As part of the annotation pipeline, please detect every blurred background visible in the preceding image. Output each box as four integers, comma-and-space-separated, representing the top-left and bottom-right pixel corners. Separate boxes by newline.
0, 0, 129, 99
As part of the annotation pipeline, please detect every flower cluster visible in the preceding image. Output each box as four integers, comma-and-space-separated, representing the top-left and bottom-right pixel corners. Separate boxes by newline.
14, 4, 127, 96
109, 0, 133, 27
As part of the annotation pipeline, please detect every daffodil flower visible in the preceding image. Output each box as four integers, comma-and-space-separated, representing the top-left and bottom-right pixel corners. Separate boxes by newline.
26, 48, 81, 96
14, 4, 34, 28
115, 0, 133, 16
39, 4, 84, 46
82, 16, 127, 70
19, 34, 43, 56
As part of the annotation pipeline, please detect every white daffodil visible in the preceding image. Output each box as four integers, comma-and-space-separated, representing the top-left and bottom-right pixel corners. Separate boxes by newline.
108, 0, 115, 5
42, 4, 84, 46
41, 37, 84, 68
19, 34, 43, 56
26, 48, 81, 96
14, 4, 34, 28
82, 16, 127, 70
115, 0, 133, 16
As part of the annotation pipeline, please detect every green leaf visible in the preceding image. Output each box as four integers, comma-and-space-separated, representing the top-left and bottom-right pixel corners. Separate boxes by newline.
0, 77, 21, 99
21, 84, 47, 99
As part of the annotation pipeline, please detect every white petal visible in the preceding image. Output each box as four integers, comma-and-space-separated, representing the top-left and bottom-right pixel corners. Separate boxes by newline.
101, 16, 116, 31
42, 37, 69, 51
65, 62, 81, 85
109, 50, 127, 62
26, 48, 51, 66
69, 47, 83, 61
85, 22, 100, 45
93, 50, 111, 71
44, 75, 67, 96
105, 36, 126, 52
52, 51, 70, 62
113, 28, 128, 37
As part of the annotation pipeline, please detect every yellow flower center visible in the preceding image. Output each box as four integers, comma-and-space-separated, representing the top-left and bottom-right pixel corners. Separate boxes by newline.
_____
Task goal >>
Render the data above as a Markdown table with the columns "Index" and "Text": one row per non-blank line, numbered in order. Omit blank lines.

Result for this exercise >>
| Index | Text |
|---|---|
| 1 | As part of the annotation pipeline, please detect every blurred background visible in the preceding image. Output each box as four integers, comma-and-space-separated, representing the top-left and bottom-right pixel corners. Separate boxes by newline. |
| 2 | 0, 0, 129, 99 |
| 3 | As part of the annotation pipeline, please detect every flower cluster visible in the preceding image. Output each box as four integers, comma-and-space-separated, representing the top-left and bottom-right pixel corners. Separate boxes by newline. |
| 4 | 14, 4, 127, 96 |
| 5 | 109, 0, 133, 27 |
| 6 | As part of the annotation pipeline, please detect every daffodil flower visible in the preceding image. Output each box as four integers, comma-and-space-separated, representing the top-left and bottom-right pixel corners. Separate boxes by newline. |
| 7 | 26, 48, 81, 96 |
| 8 | 14, 4, 34, 28 |
| 9 | 115, 0, 133, 16 |
| 10 | 39, 4, 84, 46 |
| 11 | 82, 16, 127, 70 |
| 12 | 19, 34, 43, 56 |
| 13 | As part of the annotation pipeline, please detect every white daffodil visible in the preceding image. Output each box as four integers, comma-and-space-separated, representing the top-left and bottom-right pixel corners. Separate boxes by newline. |
| 14 | 108, 0, 115, 5 |
| 15 | 42, 4, 84, 46 |
| 16 | 41, 37, 84, 68 |
| 17 | 19, 34, 43, 56 |
| 18 | 26, 48, 81, 96 |
| 19 | 14, 4, 34, 28 |
| 20 | 82, 16, 127, 70 |
| 21 | 115, 0, 133, 16 |
| 22 | As part of the annotation pipeline, please detect every green leaf visible in the preceding image. Output each box as four integers, comma-and-space-separated, representing the top-left and bottom-right pixel corners. Separate boxes by newline. |
| 23 | 0, 77, 21, 99 |
| 24 | 21, 84, 47, 99 |
| 25 | As part of the annotation pipeline, please detect every white petal visible in the preceding image. Output each box as four integers, comma-and-space-separated, representing the top-left and bottom-right pixel corners. Separate boxes by newline. |
| 26 | 101, 16, 116, 31 |
| 27 | 42, 37, 69, 51 |
| 28 | 65, 62, 81, 85 |
| 29 | 109, 50, 127, 62 |
| 30 | 26, 48, 51, 66 |
| 31 | 69, 47, 83, 61 |
| 32 | 85, 22, 100, 45 |
| 33 | 93, 50, 111, 71 |
| 34 | 44, 75, 67, 96 |
| 35 | 105, 36, 126, 52 |
| 36 | 52, 51, 70, 62 |
| 37 | 113, 28, 128, 37 |
| 38 | As part of the annotation pipeline, please detect every yellow flower center visible in the preceding image. Output each box as four integers, comma-and-space-separated, representing the top-left and bottom-right pixel corners. Separate boxes by newline. |